MATERIAL TO PROCESS:
################

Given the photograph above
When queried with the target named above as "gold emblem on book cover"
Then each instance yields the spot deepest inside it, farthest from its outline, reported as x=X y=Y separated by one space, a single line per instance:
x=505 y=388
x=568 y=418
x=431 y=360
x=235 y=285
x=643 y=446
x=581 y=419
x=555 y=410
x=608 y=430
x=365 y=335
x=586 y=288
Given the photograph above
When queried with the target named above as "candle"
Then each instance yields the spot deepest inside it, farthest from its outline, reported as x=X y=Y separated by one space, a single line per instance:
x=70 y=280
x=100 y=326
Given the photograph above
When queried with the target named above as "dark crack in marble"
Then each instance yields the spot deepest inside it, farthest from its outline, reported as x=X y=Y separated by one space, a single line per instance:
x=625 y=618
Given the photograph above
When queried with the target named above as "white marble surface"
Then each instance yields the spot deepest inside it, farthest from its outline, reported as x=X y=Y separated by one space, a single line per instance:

################

Exactly as they stand, repeat all the records.

SOLUTION:
Given the photograph above
When queried with the target named above as "gold emblem on book cover"
Then each instance yields the spot deepest inside it, farthest from its outline, reported as x=X y=Y separated by one space, a single line per instance:
x=505 y=388
x=568 y=418
x=431 y=360
x=235 y=285
x=643 y=446
x=581 y=419
x=555 y=410
x=608 y=430
x=365 y=335
x=586 y=288
Given the photograph above
When queried with the target named above as "candle"
Then each instance yields the spot deepest inside it, farthest from its outline, reported as x=X y=Y separated by one space, a single line per instance:
x=70 y=280
x=100 y=326
Given the photograph above
When queried with the target named above as "dark crack in marble"
Then each instance yields the spot deepest inside it, farthest from its outline, reported as x=X y=Y separated by one space, a single line per instance:
x=625 y=618
Given the photograph above
When queried with the target named above as "white marble surface"
Then each instance yields the spot deepest inside it, farthest from its outline, reported as x=X y=Y separated by one space, a single line per instance:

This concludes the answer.